» MATERIAL SHOWN
+-------+
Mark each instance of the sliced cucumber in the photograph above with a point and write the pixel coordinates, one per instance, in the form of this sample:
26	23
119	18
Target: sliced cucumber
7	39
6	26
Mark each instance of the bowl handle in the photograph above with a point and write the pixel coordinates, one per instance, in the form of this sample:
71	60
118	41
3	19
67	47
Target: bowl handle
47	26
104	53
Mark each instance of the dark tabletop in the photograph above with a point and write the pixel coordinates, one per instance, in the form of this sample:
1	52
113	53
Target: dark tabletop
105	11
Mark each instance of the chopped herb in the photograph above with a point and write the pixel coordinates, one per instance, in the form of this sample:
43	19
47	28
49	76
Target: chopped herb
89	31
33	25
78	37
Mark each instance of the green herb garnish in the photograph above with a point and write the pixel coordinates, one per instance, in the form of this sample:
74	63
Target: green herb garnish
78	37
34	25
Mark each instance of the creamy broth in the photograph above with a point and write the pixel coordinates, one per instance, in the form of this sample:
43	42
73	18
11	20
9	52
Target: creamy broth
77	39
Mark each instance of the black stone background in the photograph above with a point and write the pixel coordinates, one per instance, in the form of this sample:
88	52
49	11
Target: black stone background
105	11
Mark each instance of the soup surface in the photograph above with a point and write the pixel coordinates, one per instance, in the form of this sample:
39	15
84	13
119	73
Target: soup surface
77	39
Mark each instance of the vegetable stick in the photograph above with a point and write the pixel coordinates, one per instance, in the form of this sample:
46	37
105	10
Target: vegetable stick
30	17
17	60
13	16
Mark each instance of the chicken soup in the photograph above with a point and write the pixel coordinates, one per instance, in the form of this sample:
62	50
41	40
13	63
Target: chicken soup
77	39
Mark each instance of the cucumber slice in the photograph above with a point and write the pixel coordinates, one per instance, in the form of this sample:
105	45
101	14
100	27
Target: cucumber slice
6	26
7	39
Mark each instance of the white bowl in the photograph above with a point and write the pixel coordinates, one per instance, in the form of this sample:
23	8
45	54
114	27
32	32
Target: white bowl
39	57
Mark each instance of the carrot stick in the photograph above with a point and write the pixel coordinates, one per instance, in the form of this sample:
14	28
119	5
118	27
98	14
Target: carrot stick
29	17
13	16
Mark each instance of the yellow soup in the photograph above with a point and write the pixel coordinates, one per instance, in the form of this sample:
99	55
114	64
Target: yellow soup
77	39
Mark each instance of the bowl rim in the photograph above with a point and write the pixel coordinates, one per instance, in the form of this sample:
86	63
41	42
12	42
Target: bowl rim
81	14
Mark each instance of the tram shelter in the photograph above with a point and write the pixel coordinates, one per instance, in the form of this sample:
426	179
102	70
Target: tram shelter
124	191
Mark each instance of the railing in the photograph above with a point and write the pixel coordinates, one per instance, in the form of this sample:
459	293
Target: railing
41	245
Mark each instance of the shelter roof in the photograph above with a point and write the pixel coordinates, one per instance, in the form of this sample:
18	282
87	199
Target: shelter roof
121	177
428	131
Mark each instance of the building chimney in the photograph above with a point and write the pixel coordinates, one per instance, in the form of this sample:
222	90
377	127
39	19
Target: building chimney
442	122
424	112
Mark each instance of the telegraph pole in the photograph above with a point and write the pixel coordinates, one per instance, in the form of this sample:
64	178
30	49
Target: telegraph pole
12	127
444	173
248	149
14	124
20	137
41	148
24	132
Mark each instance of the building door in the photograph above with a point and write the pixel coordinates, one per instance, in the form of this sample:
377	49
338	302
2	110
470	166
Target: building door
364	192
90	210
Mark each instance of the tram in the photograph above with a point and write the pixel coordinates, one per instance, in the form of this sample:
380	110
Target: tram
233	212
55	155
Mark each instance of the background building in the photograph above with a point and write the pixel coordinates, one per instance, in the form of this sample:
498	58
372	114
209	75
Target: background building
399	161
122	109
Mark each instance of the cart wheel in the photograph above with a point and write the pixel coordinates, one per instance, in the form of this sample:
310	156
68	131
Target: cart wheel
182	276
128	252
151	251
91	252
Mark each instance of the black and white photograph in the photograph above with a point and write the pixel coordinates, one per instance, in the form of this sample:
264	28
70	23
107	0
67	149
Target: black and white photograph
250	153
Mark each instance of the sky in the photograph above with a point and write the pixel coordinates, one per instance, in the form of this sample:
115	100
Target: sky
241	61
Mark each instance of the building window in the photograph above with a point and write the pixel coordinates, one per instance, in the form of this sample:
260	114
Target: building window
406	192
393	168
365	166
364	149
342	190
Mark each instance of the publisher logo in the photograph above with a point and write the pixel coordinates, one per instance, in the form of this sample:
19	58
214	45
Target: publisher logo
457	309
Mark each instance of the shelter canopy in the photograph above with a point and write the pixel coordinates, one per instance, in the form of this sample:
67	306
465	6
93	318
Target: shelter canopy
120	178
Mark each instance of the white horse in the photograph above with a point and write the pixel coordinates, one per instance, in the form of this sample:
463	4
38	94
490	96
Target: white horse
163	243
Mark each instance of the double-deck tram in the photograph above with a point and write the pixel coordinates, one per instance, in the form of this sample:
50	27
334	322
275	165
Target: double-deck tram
+-------+
» WHAT NEEDS TO BE DONE
Once you have read the data, reproduce all of it exactly.

» RESPONSE
Mark each instance of the sliced cucumber in the photograph above with a point and write the pixel coordinates, one per instance, in the form of this sample:
26	23
119	18
Target: sliced cucumber
7	39
6	26
Mark each instance of the bowl handle in the photograph above with a point and write the pixel coordinates, one per instance, in the form of this sample:
71	60
118	41
3	19
67	47
Target: bowl handle
47	26
104	53
Mark each instance of the dark tabletop in the photograph above with a point and write the pixel coordinates, one per instance, in the form of this sample:
1	52
113	53
Target: dark tabletop
105	11
Mark each instance of the chopped herb in the photograph above with a point and write the pixel coordinates, one per instance, in the form of this sample:
43	19
47	28
49	76
Target: chopped herb
89	31
33	25
78	37
Mark each instance of the green herb garnish in the photograph above with a point and write the pixel coordinates, one per instance, in the form of this sample:
74	63
Target: green herb garnish
78	37
34	25
Mark each instance of the creamy broth in the photograph above with a point and write the pixel coordinates, one per instance, in the form of this sample:
43	42
73	18
11	20
9	52
Target: creamy broth
77	39
Mark each instance of the black stone background in the photograph above with a point and write the pixel coordinates, one per instance, in the form of this sample:
88	52
49	11
Target: black stone background
105	11
Mark each instance of the soup surface in the photograph above with a point and write the pixel coordinates, one per instance, in the form of this sample:
39	15
84	13
119	73
Target: soup surface
77	39
Mark each instance of the vegetable stick in the photograph above with a point and write the pixel coordinates, one per instance, in the form of this sample:
46	37
105	10
Target: vegetable stick
30	17
17	60
13	16
Mark each instance of the chicken soup in the photograph above with a point and write the pixel coordinates, one per instance, in the form of this sample:
62	50
41	40
13	63
Target: chicken soup
77	39
Mark each instance of the cucumber slice in the photograph above with a point and write the pixel coordinates, one per instance, in the form of this sample:
105	45
101	14
100	27
Target: cucumber slice
6	26
7	39
Mark each instance of the white bowl in the photograph above with a point and write the pixel coordinates, one per instance, in the form of this sample:
23	8
45	54
114	27
32	32
Target: white bowl
39	57
Mark each instance of the carrot stick in the photograph above with a point and write the pixel coordinates, one per instance, in the form of this sample:
14	28
119	5
118	27
98	14
Target: carrot stick
29	17
13	16
Mark each instance of the yellow soup in the photograph above with a point and write the pixel coordinates, one per instance, in the form of this sample:
99	55
114	64
Target: yellow soup
77	39
Mark each instance of the bowl rim in the photograph above with a point and write the pixel coordinates, one per instance, in the form of this sample:
86	63
41	42
12	42
Target: bowl rim
81	14
Mark each instance of the tram shelter in the photograph above with a point and write the pixel coordinates, one per instance, in the form of this sample:
426	179
102	70
Target: tram shelter
124	191
Mark each instance of the railing in the photograph above with a point and write the pixel coordinates, one per instance, in the form of this sample:
459	293
Target: railing
41	245
Mark each instance of the shelter roof in the photograph above with a point and write the pixel coordinates, one per instance, in the form of this sample:
18	282
87	199
Target: shelter roof
121	177
428	131
Mark each instance of the building chimney in the photograph above with a point and write the pixel coordinates, one per instance, in the form of this sample:
222	90
377	127
39	19
Target: building chimney
442	122
424	112
Mark each instance of the telegraph pole in the photograph above with a point and write the pixel coordinates, one per instance, in the form of this sample:
64	178
30	49
Target: telegraph pole
12	127
444	173
248	149
14	124
20	137
41	148
24	132
Mark each instance of the building door in the photograph above with a point and write the pixel coordinates, one per instance, in the form of this sample:
377	49
338	302
2	110
470	166
Target: building door
364	192
90	210
Mark each instance of the tram in the photograph above with a point and write the pixel coordinates, one per instance, in the form of this sample:
380	110
Target: tram
233	212
55	155
Mark each instance of the background building in the photograph above with a point and write the pixel coordinates, one per instance, in the form of this sample:
498	58
372	114
209	75
Target: background building
399	161
122	109
Mark each instance of the cart wheel in the photograph above with a point and write the pixel coordinates, one per instance, in the form of this sample:
310	156
68	131
Target: cart wheel
182	276
128	252
151	251
91	252
Mark each instance of the black and white photograph in the photograph above with a point and write the pixel coordinates, one per instance, in the form of this sample:
264	28
70	23
107	0
67	149
Target: black and white photograph
250	153
Mark each instance of the sky in the photograph above with a point and write the pixel coordinates, one per instance, in the form of this sample:
115	100
Target: sky
241	61
Mark each instance of the building window in the photograph above with a point and write the pixel coordinates, one per instance, in the form of this sample:
260	114
Target: building window
406	192
393	168
365	166
364	149
342	190
Mark each instance of the publisher logo in the photograph above with a point and write the pixel coordinates, one per instance, in the form of this sample:
19	58
214	45
Target: publisher logo
457	309
Mark each instance of the shelter canopy in the photograph above with a point and write the pixel coordinates, one per instance, in the form of this sample:
67	306
465	6
93	318
Target: shelter canopy
120	178
Mark each instance of the white horse in the photograph above with a point and write the pixel coordinates, one per instance, in the form of this sample:
463	4
38	94
490	96
Target: white horse
163	243
Mark each instance of the double-deck tram in the photograph above with a point and write the pixel coordinates, one per instance, in the form of this sample:
50	27
334	322
275	165
Target: double-deck tram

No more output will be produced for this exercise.